Light Sweet Crude Oil New Record Price

Submitted by Marco Palmero on 7 June, 2008 - 18:44

We've seen a new milestone, light sweet crude for July delivery, New York's main oil futures contract has jumped on Friday (6/6/08) by $US10.75 a barrel which is the biggest one-day jump ever - to close at a record price at $US138.54 per barrel. The reason for the record-setting surge was a result of fears of a new Middle East conflict occurring from a comment made by a top Israeli official about Iran. While the closing price for the crude oil was at $US138.54, the high of the day was set at the all time high of $US139.12. Meanwhile, across the Atlantic, the Brent North Sea crude, traded in London also surged to new heights of $US138.12 per barrel (intraday) and closing at $US137.69 which made a $US10.15 jump in one day. Previous oil price records were set on Tuesday May 22: $US135.09 in New York and $US135.14 in London.

Other compelling reasons for the drivers to the record light sweet crude oil and Brent North Sea crude oil were the new decline of the US dollar (triggered by poor US unemployment numbers) and an interest rate hike by the European Central Bank. A comment made by Israeli Deputy Prime Minister Shaul Mofaz also triggered the jump: the remarks were reported by the Yediot Aharonot newspaper which said: "If Iran continues its nuclear weapons program, we will attack it," Mofaz told the paper, stressing that such an operation could only be conducted with US support."Other options are disappearing. The sanctions are not effective. There will be no alternative but to attack Iran in order to stop the Iranian nuclear program," Mofaz, who is also transportation minister, said.

◆ Task instructions:
a – Write out part of the oil price article word for word, beginning at the words that have "We've seen a" and stopping after "and $US135.14 in London.".
b – Write what comes next in the article on record crude oil prices, picking up right after its last sentence.
The items have nothing to do with the oil price article.

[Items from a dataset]
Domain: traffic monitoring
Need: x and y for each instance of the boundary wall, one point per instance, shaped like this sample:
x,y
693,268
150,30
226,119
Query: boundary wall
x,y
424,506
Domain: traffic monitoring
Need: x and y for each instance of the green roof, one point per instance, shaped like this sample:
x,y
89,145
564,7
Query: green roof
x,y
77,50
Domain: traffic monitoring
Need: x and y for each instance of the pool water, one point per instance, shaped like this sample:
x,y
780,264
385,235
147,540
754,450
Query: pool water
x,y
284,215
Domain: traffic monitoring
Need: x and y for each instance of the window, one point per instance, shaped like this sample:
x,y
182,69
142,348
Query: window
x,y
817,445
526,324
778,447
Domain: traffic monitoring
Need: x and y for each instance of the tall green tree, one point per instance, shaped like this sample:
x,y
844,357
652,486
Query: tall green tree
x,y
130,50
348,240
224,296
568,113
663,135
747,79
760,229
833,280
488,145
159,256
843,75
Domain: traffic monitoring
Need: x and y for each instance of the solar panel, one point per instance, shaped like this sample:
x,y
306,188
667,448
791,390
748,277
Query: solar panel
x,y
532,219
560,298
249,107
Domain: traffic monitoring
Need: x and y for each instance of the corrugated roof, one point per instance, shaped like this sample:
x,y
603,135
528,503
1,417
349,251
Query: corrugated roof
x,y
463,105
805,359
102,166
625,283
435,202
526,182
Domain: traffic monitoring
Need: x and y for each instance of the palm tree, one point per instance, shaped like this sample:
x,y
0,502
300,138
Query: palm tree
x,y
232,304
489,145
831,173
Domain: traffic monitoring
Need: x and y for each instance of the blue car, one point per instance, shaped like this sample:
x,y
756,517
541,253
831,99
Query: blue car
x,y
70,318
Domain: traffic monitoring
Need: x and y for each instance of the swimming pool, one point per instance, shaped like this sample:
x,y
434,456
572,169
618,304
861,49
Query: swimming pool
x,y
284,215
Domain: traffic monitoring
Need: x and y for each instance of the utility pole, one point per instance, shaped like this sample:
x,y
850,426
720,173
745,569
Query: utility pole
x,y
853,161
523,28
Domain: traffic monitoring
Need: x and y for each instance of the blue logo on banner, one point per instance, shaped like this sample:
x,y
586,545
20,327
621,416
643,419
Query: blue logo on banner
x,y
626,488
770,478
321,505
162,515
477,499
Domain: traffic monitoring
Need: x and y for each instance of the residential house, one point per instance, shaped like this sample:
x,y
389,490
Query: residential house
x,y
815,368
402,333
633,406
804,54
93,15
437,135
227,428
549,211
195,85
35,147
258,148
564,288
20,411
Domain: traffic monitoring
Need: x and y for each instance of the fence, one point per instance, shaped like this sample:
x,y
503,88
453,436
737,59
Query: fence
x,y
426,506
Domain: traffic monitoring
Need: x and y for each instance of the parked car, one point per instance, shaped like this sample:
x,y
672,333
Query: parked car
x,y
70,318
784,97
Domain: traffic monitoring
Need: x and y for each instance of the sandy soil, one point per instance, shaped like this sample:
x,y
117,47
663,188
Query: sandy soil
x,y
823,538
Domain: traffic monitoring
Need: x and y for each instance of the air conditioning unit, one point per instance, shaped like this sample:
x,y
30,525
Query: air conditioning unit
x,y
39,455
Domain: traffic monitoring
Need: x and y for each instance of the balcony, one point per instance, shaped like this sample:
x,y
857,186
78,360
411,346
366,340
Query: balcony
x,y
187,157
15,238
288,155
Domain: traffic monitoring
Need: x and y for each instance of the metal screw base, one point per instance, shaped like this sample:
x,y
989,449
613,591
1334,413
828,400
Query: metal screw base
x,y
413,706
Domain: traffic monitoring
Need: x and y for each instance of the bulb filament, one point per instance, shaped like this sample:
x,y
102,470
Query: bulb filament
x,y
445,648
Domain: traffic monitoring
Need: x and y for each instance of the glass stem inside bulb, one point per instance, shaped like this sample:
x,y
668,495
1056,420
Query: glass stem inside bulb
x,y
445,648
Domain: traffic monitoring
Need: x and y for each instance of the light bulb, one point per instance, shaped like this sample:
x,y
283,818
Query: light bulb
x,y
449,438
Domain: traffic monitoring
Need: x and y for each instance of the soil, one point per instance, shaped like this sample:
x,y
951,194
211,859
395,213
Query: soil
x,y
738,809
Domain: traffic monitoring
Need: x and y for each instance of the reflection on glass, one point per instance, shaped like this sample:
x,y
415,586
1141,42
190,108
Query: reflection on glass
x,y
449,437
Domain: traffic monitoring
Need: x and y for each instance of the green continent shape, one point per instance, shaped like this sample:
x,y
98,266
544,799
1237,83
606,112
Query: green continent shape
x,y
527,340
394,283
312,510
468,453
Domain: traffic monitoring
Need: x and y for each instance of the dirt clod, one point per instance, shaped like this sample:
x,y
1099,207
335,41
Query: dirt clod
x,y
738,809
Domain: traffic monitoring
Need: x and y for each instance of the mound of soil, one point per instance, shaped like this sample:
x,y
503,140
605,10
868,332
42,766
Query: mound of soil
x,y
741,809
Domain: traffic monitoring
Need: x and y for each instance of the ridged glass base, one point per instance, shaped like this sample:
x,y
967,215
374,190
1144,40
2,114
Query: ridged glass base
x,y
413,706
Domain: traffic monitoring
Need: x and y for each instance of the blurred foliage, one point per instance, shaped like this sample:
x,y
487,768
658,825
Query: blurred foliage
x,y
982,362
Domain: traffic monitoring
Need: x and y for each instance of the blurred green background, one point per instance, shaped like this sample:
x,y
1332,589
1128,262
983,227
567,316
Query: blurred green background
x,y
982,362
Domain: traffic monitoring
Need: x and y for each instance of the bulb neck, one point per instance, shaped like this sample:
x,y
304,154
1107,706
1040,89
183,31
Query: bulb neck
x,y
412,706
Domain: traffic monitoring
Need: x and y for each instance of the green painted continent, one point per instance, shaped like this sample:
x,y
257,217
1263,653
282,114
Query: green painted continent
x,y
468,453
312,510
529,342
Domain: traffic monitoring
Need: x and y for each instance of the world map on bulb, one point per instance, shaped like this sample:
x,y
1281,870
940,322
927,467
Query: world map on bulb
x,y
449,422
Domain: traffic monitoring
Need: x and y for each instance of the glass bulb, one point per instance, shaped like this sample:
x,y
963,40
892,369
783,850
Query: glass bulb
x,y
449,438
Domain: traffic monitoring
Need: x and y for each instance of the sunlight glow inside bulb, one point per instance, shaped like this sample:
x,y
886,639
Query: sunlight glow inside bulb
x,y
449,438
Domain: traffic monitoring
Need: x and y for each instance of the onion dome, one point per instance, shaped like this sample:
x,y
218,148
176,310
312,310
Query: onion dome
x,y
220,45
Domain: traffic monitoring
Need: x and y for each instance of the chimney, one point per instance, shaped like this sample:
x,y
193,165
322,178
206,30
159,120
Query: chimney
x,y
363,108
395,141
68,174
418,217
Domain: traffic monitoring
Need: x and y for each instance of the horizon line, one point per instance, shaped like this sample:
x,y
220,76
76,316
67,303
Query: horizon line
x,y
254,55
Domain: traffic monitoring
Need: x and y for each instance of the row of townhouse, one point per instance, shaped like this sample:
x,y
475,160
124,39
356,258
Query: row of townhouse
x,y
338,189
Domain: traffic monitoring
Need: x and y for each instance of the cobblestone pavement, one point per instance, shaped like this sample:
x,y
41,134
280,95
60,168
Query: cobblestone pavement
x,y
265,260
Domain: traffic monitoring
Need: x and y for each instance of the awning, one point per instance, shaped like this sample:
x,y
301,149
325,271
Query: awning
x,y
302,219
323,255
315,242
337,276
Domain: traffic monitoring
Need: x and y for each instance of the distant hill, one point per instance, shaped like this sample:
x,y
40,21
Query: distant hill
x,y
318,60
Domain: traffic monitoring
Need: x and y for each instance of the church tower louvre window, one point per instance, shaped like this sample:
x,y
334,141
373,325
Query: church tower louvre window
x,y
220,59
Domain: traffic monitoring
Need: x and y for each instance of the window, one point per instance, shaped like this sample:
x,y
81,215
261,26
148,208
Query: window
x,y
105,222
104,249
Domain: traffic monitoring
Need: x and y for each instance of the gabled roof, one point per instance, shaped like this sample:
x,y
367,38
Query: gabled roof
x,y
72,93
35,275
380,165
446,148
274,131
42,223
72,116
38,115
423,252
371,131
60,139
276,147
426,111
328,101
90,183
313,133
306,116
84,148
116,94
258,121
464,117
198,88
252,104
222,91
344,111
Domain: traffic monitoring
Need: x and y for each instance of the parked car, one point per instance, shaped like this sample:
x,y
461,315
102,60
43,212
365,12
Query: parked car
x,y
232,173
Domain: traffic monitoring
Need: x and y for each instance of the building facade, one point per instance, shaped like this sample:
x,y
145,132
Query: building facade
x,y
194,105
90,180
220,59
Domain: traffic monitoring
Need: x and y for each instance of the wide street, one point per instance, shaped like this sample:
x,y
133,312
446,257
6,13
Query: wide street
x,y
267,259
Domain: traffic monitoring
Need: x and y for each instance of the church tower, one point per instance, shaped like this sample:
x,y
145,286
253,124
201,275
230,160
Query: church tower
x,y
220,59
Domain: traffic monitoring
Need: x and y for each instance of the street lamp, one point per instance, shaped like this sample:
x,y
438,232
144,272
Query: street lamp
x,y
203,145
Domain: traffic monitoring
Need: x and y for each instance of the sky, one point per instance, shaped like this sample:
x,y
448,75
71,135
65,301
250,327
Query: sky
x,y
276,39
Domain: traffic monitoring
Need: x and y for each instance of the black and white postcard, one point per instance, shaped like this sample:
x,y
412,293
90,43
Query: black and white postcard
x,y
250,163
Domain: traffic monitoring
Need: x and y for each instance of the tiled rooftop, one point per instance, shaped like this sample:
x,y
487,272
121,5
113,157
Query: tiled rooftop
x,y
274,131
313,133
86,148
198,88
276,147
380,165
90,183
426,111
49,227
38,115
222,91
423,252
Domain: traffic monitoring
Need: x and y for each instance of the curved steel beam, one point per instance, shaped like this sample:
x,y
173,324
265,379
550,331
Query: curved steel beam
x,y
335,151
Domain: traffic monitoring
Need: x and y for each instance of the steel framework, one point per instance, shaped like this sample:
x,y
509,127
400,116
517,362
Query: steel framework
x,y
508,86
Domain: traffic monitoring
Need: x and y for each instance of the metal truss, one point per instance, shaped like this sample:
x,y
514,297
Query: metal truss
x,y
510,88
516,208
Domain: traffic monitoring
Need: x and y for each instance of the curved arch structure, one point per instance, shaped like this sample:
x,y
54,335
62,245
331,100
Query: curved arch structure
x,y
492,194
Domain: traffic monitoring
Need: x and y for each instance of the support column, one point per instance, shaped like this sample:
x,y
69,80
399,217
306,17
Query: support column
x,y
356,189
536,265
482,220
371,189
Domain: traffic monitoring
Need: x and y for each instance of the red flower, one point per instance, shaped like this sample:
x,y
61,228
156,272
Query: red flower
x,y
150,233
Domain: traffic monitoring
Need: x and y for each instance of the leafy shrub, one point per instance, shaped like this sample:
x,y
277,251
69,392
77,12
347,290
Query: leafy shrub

◆ Solved tasks:
a –
We've seen a new milestone, light sweet crude for July delivery, New York's main oil futures contract has jumped on Friday (6/6/08) by $US10.75 a barrel which is the biggest one-day jump ever - to close at a record price at $US138.54 per barrel. The reason for the record-setting surge was a result of fears of a new Middle East conflict occurring from a comment made by a top Israeli official about Iran. While the closing price for the crude oil was at $US138.54, the high of the day was set at the all time high of $US139.12. Meanwhile, across the Atlantic, the Brent North Sea crude, traded in London also surged to new heights of $US138.12 per barrel (intraday) and closing at $US137.69 which made a $US10.15 jump in one day. Previous oil price records were set on Tuesday May 22: $US135.09 in New York and $US135.14 in London.

b –
Morgan Stanley, an investment bank has predicted that light sweet crude oil will hit a band new record price very soon: at July 4 on US Independence Day because of tight oil supply. Crude oil is the world's most actively traded commodity and light, sweet crudes are preferred by refiners because of their low sulfur content and relatively high yields of high-value products such as gasoline, diesel fuel, heating oil, and jet fuel. What is quite interesting is that back in 2006 I actually posted a blog about trading oil where economists were predicting oil at above $70. Also in 2006 I also speculated that the petrol price will reach $1.50 per litre. Two years later, the petrol price IS $1.50 per litre of unleaded fuel in Sydney. So I think the position is still the same as I wrote in 2007: Long on Oil. Demand is ever rising while supply is being tightly controlled. There is only one direction price can go: up.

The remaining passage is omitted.